Written problem:
Rewrite every row below as a numbered list, skipping blank lines and leaving out the pictures.

Available records:
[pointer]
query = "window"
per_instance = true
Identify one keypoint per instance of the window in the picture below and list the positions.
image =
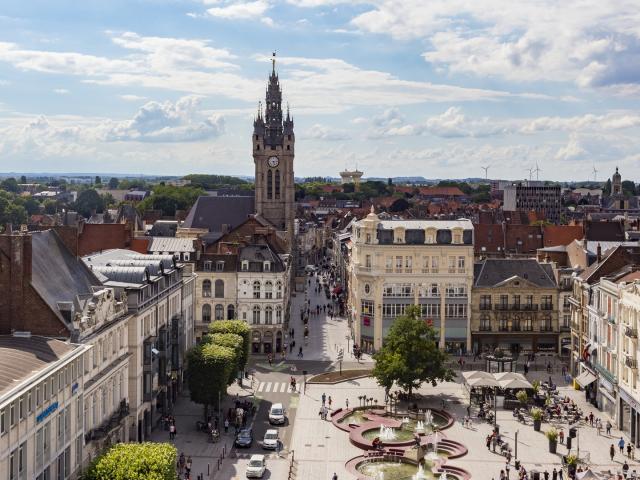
(452, 264)
(388, 264)
(219, 289)
(366, 307)
(206, 313)
(206, 288)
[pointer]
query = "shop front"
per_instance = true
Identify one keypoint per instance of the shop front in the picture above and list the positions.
(629, 416)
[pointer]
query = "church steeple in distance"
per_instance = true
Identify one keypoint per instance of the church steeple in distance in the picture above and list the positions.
(273, 154)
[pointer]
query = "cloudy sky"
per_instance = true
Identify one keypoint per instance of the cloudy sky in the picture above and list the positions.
(436, 88)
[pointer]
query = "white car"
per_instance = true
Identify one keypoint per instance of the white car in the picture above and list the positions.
(256, 467)
(271, 439)
(276, 414)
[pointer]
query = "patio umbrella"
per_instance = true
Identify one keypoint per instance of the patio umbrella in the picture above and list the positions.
(515, 383)
(476, 374)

Written answer:
1. [pointer]
2. query = "window"
3. per_instance = true
4. Identify one keypoint per instance of the window in the picture below and list the positions.
5. image =
6. (452, 264)
7. (388, 264)
8. (219, 289)
9. (366, 307)
10. (206, 313)
11. (206, 288)
12. [pointer]
13. query = "shop front"
14. per_instance = true
15. Identify one keypoint per instance of the shop front in the picture above and list the positions.
16. (629, 416)
17. [pointer]
18. query = "church steeple in distance"
19. per_instance = true
20. Identify one keypoint per instance of the church steeple in distance in the picture above and list the positions.
21. (273, 154)
22. [pointer]
23. query = "cloudy sky"
24. per_instance = true
25. Identify one keypoint per instance of the cloudy sky in the picture above and list the positions.
26. (436, 88)
27. [pointer]
28. query = "white car"
29. per_instance = true
30. Identify one keypoint per instance of the white car in the picture above and list the positions.
31. (256, 467)
32. (271, 439)
33. (276, 414)
34. [pointer]
35. query = "patio umbrella"
36. per_instance = true
37. Identify one keypoint per instance of the patio umbrella in the picture above and list the positions.
38. (515, 383)
39. (476, 374)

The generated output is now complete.